[Excerpts from a dataset]
──────────

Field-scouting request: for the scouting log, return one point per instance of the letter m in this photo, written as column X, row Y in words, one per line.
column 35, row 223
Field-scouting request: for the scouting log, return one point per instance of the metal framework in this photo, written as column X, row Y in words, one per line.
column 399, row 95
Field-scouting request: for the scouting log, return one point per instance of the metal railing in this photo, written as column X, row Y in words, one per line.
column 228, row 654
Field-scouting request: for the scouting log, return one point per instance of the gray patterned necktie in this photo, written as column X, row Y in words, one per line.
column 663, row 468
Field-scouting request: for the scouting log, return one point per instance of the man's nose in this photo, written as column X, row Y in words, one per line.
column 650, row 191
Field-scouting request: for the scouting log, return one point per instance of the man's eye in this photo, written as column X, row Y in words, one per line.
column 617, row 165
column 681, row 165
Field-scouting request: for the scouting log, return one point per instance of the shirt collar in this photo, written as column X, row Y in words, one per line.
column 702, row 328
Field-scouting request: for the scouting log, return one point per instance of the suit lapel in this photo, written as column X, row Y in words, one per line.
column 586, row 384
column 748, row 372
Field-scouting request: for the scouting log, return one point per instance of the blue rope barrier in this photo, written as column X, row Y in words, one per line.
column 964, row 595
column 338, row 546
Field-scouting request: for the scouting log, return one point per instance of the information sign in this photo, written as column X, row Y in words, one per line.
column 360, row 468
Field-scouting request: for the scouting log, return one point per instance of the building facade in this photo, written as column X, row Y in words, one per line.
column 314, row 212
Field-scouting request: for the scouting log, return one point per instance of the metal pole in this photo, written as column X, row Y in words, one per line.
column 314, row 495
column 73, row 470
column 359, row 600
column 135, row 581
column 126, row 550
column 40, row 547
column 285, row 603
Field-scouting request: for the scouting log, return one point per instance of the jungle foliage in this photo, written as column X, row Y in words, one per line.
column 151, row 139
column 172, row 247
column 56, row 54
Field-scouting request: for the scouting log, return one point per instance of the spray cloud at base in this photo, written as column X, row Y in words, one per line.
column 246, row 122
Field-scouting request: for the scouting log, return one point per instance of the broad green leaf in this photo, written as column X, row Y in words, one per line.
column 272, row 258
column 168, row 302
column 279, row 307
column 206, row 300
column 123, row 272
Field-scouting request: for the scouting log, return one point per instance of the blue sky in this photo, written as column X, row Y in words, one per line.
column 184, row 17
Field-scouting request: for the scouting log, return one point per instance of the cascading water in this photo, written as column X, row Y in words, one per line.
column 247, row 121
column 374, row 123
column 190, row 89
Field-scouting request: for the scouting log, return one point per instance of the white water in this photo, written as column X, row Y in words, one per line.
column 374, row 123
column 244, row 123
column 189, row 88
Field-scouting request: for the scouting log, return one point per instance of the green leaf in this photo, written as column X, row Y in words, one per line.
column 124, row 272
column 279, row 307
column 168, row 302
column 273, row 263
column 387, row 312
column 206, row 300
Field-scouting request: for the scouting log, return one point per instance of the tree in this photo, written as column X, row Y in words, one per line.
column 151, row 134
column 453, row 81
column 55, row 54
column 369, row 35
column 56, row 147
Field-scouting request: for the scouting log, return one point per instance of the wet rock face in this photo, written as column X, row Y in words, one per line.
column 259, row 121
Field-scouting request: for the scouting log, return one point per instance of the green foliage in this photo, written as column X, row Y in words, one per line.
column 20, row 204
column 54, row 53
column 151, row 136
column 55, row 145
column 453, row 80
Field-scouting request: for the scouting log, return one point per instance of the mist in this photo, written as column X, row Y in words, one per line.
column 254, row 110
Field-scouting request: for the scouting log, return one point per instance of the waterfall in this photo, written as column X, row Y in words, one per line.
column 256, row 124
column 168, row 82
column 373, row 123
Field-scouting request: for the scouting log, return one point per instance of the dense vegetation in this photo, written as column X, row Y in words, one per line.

──────────

» **WHAT IS EXPECTED**
Would you copy out exactly the lines from the one holding "the green leaf" through the end of the entries above, both ends included?

» **FINAL ANSWER**
Field-scouting request: for the scouting log, return one point per instance of the green leaf in this photo, written as column X, row Y in words, one per line.
column 124, row 272
column 279, row 307
column 168, row 302
column 273, row 263
column 387, row 312
column 206, row 300
Field-scouting request: for the scouting log, return one point per instance of the tree in this photo, written as column X, row Y in words, one per line.
column 151, row 134
column 453, row 81
column 55, row 54
column 369, row 35
column 56, row 147
Field-scouting request: for the scouting log, return one point per instance of the wet rock face in this photo, written as column X, row Y in words, one per line.
column 259, row 121
Field-scouting request: for the scouting log, return one point per instance of the green foliage in this photo, written as column X, row Y in words, one per line.
column 20, row 204
column 54, row 53
column 151, row 136
column 55, row 145
column 453, row 80
Field-scouting request: for the scouting log, return one point per instance of the mist in this photo, written as column X, row Y in words, one per line.
column 254, row 110
Field-scouting request: for the scouting log, return one point per instance of the waterfall in this photo, written as column X, row Y in words, one per line.
column 256, row 124
column 168, row 82
column 373, row 123
Field-scouting request: for the scouting log, return one point per instance of the dense vegetation in this photo, written as column X, row Y in words, one per line.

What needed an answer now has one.